### Required work
Please give back every entry in full, word for word, but none of the pictures.

(Point localization data)
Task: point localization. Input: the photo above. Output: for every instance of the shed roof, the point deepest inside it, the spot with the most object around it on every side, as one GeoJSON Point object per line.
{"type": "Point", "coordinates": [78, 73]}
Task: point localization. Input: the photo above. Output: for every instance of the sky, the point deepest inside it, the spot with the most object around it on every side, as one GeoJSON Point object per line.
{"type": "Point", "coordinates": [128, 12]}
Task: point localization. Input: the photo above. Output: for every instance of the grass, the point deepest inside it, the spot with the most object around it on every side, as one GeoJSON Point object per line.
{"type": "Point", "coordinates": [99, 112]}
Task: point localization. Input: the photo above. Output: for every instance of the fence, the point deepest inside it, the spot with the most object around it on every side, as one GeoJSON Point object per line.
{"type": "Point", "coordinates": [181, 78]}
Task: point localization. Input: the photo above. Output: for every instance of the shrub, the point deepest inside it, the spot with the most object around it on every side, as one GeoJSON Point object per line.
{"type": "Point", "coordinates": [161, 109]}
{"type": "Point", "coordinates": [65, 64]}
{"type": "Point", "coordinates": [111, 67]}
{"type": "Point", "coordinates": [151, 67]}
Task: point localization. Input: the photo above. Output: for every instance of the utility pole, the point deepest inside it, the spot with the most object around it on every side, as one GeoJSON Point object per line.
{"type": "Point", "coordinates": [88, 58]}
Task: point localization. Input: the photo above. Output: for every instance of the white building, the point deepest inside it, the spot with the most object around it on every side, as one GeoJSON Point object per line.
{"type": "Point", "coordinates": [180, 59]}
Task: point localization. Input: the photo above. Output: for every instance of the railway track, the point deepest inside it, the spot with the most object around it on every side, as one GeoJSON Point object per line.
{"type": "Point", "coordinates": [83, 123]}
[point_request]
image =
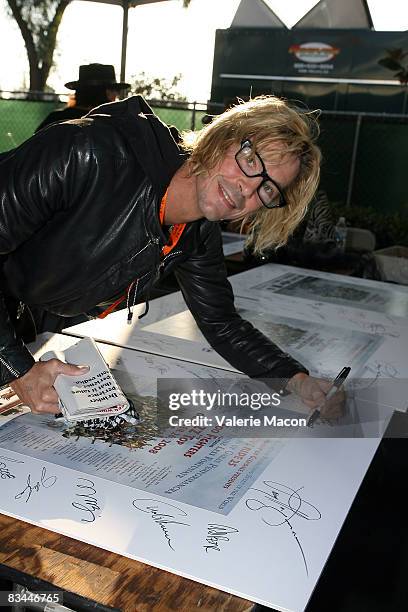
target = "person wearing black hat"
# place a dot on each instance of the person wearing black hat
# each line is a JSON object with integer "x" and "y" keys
{"x": 96, "y": 85}
{"x": 96, "y": 212}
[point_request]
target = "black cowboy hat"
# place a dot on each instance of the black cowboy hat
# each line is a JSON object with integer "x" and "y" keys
{"x": 96, "y": 75}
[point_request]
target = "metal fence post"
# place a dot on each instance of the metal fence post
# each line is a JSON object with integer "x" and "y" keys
{"x": 353, "y": 159}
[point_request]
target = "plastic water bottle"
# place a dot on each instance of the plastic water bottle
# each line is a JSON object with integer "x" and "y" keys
{"x": 341, "y": 234}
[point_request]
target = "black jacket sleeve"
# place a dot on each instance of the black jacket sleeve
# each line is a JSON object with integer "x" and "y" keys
{"x": 32, "y": 189}
{"x": 209, "y": 296}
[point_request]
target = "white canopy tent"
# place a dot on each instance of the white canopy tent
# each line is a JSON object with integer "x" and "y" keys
{"x": 126, "y": 5}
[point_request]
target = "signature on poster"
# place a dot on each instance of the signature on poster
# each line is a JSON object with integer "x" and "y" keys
{"x": 87, "y": 502}
{"x": 163, "y": 514}
{"x": 280, "y": 505}
{"x": 216, "y": 534}
{"x": 45, "y": 482}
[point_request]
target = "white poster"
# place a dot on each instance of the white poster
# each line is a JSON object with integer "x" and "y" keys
{"x": 255, "y": 518}
{"x": 335, "y": 291}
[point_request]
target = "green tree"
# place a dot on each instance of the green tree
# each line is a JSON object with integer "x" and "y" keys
{"x": 39, "y": 21}
{"x": 157, "y": 88}
{"x": 397, "y": 61}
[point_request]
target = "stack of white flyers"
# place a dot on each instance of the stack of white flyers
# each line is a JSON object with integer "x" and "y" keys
{"x": 95, "y": 394}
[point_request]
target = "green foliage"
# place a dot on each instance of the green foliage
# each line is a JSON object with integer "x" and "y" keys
{"x": 38, "y": 21}
{"x": 394, "y": 60}
{"x": 389, "y": 228}
{"x": 157, "y": 88}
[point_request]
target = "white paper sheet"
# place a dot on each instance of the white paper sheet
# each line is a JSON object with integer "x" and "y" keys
{"x": 268, "y": 543}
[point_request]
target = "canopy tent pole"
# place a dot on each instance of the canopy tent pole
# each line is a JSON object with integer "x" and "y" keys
{"x": 125, "y": 6}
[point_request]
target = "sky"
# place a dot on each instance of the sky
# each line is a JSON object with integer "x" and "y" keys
{"x": 164, "y": 39}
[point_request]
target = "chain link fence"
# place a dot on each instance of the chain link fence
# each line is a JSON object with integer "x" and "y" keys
{"x": 20, "y": 114}
{"x": 364, "y": 155}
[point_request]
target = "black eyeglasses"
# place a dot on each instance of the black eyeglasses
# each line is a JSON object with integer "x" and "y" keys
{"x": 252, "y": 165}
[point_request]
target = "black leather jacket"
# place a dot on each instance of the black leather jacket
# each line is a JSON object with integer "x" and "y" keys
{"x": 79, "y": 222}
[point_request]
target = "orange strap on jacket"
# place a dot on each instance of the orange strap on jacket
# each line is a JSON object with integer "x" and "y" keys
{"x": 175, "y": 231}
{"x": 174, "y": 237}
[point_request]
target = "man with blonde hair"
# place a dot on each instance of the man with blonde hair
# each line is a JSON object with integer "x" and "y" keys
{"x": 95, "y": 211}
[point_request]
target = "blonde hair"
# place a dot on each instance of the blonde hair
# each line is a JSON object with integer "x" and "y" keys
{"x": 265, "y": 120}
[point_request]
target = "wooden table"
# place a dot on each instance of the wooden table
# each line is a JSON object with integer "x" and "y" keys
{"x": 43, "y": 560}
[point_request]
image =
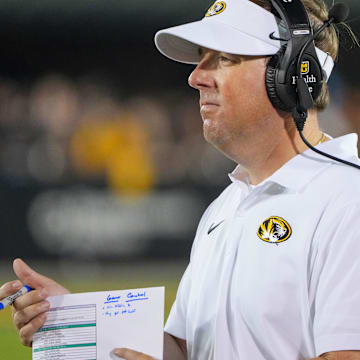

### Answer space
Task: point localization. Input: the photo above. Output: for every instance of the shed roof, the point deepest inside it, the spot with the most object around it on every side, as one GeoJSON Point object per line.
{"type": "Point", "coordinates": [78, 73]}
Task: point localization. Input: the photo above. Output: for every instance of the sky, the point deepest inside it, the spot with the most object around it on every side, as one GeoJSON Point object per line.
{"type": "Point", "coordinates": [128, 12]}
Task: point localization. Input: the photo above. Output: for every instance of the grass, the point deepest inside it, the spot with the most object around it on every side, as one GeoJSON Point object per line.
{"type": "Point", "coordinates": [99, 112]}
Task: point localization. Input: the photo above. Output: for every instance of the fence, the point deepest inside it, the spot with the most object around it on every side, as one GeoJSON Point object per line.
{"type": "Point", "coordinates": [181, 78]}
Task: point localization. Input: the photo above. Output: for every instance of the shrub, the point deepest inside it, the spot with the most object around it on every side, as one GeoJSON Point object per line.
{"type": "Point", "coordinates": [161, 109]}
{"type": "Point", "coordinates": [65, 64]}
{"type": "Point", "coordinates": [111, 67]}
{"type": "Point", "coordinates": [151, 67]}
Task: point localization. Input: the photo above. Output: for every instance of the utility pole, the point deepest inside it, the spot with the most object around it on every side, as one GeoJSON Point object per line.
{"type": "Point", "coordinates": [88, 58]}
Task: point localization. Input: the photo above. Output: for every instance of the white building, the point deepest inside it, the spot with the most object around it on every side, as one GeoJSON Point object per line.
{"type": "Point", "coordinates": [180, 59]}
Task: point localization. Input: the photo above. Output: for every instance of the railway track, the point deepest inside it, the spot with the most object around it on every side, as one GeoJSON Point object per line.
{"type": "Point", "coordinates": [83, 123]}
[point_request]
image =
target = "person wearing black hat"
# place a dot on each instance of the person wearing black hat
# each line is a JSON object with integer "x" and "y" keys
{"x": 96, "y": 85}
{"x": 96, "y": 212}
[point_request]
target = "black cowboy hat"
# place a dot on each instance of the black cowboy hat
# each line is a JSON object with integer "x" and "y" keys
{"x": 96, "y": 75}
[point_request]
target = "metal fence post"
# place a dot on each instance of the metal fence post
# each line is a JSON object with integer "x" and "y" keys
{"x": 353, "y": 159}
[point_request]
target = "plastic water bottle"
# place a dot on each instance of the plastic water bottle
# each line is a JSON object with integer "x" and "y" keys
{"x": 341, "y": 234}
[point_request]
target = "black jacket sleeve"
# place a dot on each instance of the black jacket sleeve
# each line is a JSON object with integer "x" and "y" keys
{"x": 32, "y": 189}
{"x": 209, "y": 296}
[point_request]
target = "white canopy tent"
# place a dot on each instance of the white canopy tent
# each line is a JSON object with integer "x" and "y" keys
{"x": 126, "y": 5}
[point_request]
target = "signature on poster"
# place a dot on each instance of the signature on poster
# each line is a JSON object with integer "x" and "y" keys
{"x": 87, "y": 502}
{"x": 163, "y": 514}
{"x": 280, "y": 505}
{"x": 216, "y": 534}
{"x": 45, "y": 482}
[point_request]
target = "white poster"
# place a dot on each instance of the white poster
# each line is a JSON object with integer "x" and "y" keys
{"x": 255, "y": 518}
{"x": 335, "y": 291}
[point_request]
target = "green tree"
# place a dot on each instance of the green tree
# each line is a JSON object with integer "x" and "y" keys
{"x": 39, "y": 21}
{"x": 157, "y": 88}
{"x": 397, "y": 61}
[point_request]
target = "stack of white flyers"
# place a dot on each instance of the stack of white flyers
# each line is a JSON object with integer "x" and "y" keys
{"x": 95, "y": 394}
[point_request]
target = "green foliage"
# place a dot on each instance of the green foliage
# each line is a JSON object with integer "x" and "y" keys
{"x": 38, "y": 21}
{"x": 394, "y": 60}
{"x": 389, "y": 228}
{"x": 157, "y": 88}
[point_request]
target = "white paper sheet"
# place a dot on each instance of the white paper sheet
# each line is a JSON object with integer "x" and "y" keys
{"x": 268, "y": 543}
[point_request]
target = "canopy tent pole"
# place a dot on each instance of the canopy tent pole
# each line is a JSON object with integer "x" and "y" keys
{"x": 125, "y": 6}
[point_request]
target = "sky"
# place a dot on each instance of the sky
# each line is a JSON object with integer "x" and "y" keys
{"x": 164, "y": 39}
[point_request]
target = "chain link fence"
# place a dot on each instance of the chain link fence
# each line is a JSON object with integer "x" and "y" keys
{"x": 20, "y": 114}
{"x": 364, "y": 155}
[point_request]
target = "black eyeglasses"
# place a dot on each instance of the black eyeglasses
# each line is a JSON object with integer "x" and "y" keys
{"x": 252, "y": 165}
[point_request]
target = "black leather jacket"
# place a dot on each instance of the black leather jacket
# each line is a JSON object with integer "x" and "y" keys
{"x": 79, "y": 222}
[point_request]
target = "orange strap on jacket"
# place a dot on each instance of the orange strap on jacket
# each line is a JSON object with integer "x" and "y" keys
{"x": 175, "y": 231}
{"x": 174, "y": 237}
[point_request]
target = "man with blonde hair"
# place a dot on each instance of the man with blonde hair
# each line is a JSON object with integer "x" and "y" keys
{"x": 95, "y": 211}
[point_request]
target = "blonde hair"
# place a dot on each instance of the blonde hair
# each line is a JSON object with integer "x" and "y" keys
{"x": 265, "y": 120}
[point_request]
target = "wooden table"
# place a dot on each instance of the wooden table
# each line is a JSON object with integer "x" and "y" keys
{"x": 43, "y": 560}
[point_request]
image =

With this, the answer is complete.